• PROBLEM 1: Count the lines in the records below that contain the string "blonde", treating uppercase and lowercase as different, and reply with the number alone.

• EXCERPT PROVIDED:
* * *

New Lease Offer in T Bowman survey A-72

My neighbor and I have been offered a lease with primary and option terms of $800 per net mineral acre and 1/5th royalty at "market value at the mouth of the well". Based on discussions in this forum, this seems like a good offer, especially since I only have 24 acres. Is it?

Your area is not in the best part of the ongoing trend, but I would push for 25% royalty which is more the norm in today's world. The $800 is probably OK but I would defer to others as to this part of the offer.

The "market value at the mouth of the well" may be an issue - does this constitute a "cost free" lease where there is no deduction from your royalty payment tied to transportation, processing, marketing, etc?

I would also want a depth severance or Pugh clause included if I were you. This means that even if there is a producing well that keeps your acreage HBP, the deeper rights are released after the primary term of the least has expired.

24 acres is on the small side, but still a decent sized piece of any proposed drilling / production unit. Assuming 320 acre units, you can figure out your share of the production and potential payments.

Thanks, Rock Man!

I'm still trying to educate myself on the terminology and subtleties of this business, as I have not had any involvement with oil leases before now. My neighbor and I have both received the same offer, and he has 57 acres (incidentally, these are surface acres, not "net mineral acres"). When you refer to 320 acre units, is that what an oil company normally tries to accumulate with pooled leases? We didn't know how many others might be involved or how to find out.

A couple of clarifying questions - do you own 100% of your 24 acres? Or just a part of that total? Has the broker told you what you own?

Depending on the length of the lateral / horizontal well (which is what is being drilled in your area), the "units" are in the 160 to 640 acre range.

In this part of Texas, individual mineral rights are usually on the small side (less than 100 acres for sure and mostly less than 50 acres). And there may be many owners of the same acreage tract (e.g. a 50 acre tract may have 25 different owners with a small percentage each). Broker effort can get very expensive finding these owners and negotiating leases.

By the way, attached is a map of the A72 survey area in Brazos Co. All the green dots (about 20) are historical producing wells in this area.

Note that none of these wells are producing today as per the records I am seeing.

A72%20production%20map.pdf

By the way, is it a Broker or operator that is trying to lease you?

Odds are it is a broker - individuals normally are OK with naming who they are dealing with on these and other sites but it is your call on that issue.

Always good to know who you are talking to.

Brokers do the leasing for the operator who is "stealth" - it is then the operator doing all the drilling work (and paying the broker bills).

Suggest you ask the person you are talking about the offer this:

  • Who is the operator?
  • What are their plans (vertical or horizontal drilling)?

* * *

• DATASET CONTENT:
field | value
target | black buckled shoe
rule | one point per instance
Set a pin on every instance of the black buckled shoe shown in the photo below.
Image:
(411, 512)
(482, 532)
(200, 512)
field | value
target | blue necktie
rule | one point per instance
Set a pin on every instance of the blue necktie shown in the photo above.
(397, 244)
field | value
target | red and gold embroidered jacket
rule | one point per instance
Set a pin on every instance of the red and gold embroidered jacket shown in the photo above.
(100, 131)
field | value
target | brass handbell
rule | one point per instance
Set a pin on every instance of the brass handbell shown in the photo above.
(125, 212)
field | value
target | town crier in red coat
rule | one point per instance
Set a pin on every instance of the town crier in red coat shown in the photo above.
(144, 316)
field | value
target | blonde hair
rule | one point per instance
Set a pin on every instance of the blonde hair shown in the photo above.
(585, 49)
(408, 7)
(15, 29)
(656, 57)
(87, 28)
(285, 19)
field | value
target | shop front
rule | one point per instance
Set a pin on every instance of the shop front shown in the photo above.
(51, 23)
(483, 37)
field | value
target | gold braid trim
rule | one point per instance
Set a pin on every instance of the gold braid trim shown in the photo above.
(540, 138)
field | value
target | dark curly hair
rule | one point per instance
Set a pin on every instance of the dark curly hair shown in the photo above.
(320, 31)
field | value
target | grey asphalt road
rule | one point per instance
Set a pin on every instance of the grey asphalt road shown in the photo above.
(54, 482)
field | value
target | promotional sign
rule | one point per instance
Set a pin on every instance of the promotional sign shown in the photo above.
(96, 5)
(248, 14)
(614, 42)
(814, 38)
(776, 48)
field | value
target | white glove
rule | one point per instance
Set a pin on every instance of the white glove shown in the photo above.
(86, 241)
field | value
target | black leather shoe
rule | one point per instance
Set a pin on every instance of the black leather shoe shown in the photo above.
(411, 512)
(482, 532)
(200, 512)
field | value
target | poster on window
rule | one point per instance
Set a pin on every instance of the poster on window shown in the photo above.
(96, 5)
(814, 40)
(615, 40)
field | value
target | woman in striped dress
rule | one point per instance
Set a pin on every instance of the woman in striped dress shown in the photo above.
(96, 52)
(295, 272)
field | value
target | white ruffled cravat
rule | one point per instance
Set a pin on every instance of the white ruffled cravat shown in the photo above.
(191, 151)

* * *

• PROBLEM 2: Extend the forum discussion of the mineral lease offer above, starting right after its final line.

• EXERCISE OUTPUT 1: 2

• EXERCISE OUTPUT 2:
  • Size of proposed drilling units?
  • Target formation(s)"

Then may not answer anything but you never know what they may tell you (which may also be a bit off base and inaccurate).

I own all of my 24 acres and my neighbor owns all of his 57 acres. We both own 12.5% of our minerals. These are small ranches. I produce hay and he has cattle, so it isn't subdivided.

The Landman is Walker Land and Minerals out of LaGrange, TX. He has not mentioned who the Operator is or how many other leases might be included. In fact, I have not responded to the original letter yet, so I haven't had a chance to ask questions.

My neighbor is taking the lead and has already received a full lease contract to consider. He has shared that info with me. It has an attachment "Exhibit A" with some language that seems to contradict the base lease in some areas, so I need to know if that takes precedence.That attachment includes a Pugh clause, limits minerals to oil and gas related products, and details damages that will be avoided. There is also a specific topic which states that shut-in royalty payments are not sufficient to keep the lease in force after a period of time.

OK, Walker is definitely a broker. The "Exhibit A" will take precedence and appears to contain a lot of key issues. Pugh clause is good - assume it is 200' below depth of deepest producing horizon? Or Perforations?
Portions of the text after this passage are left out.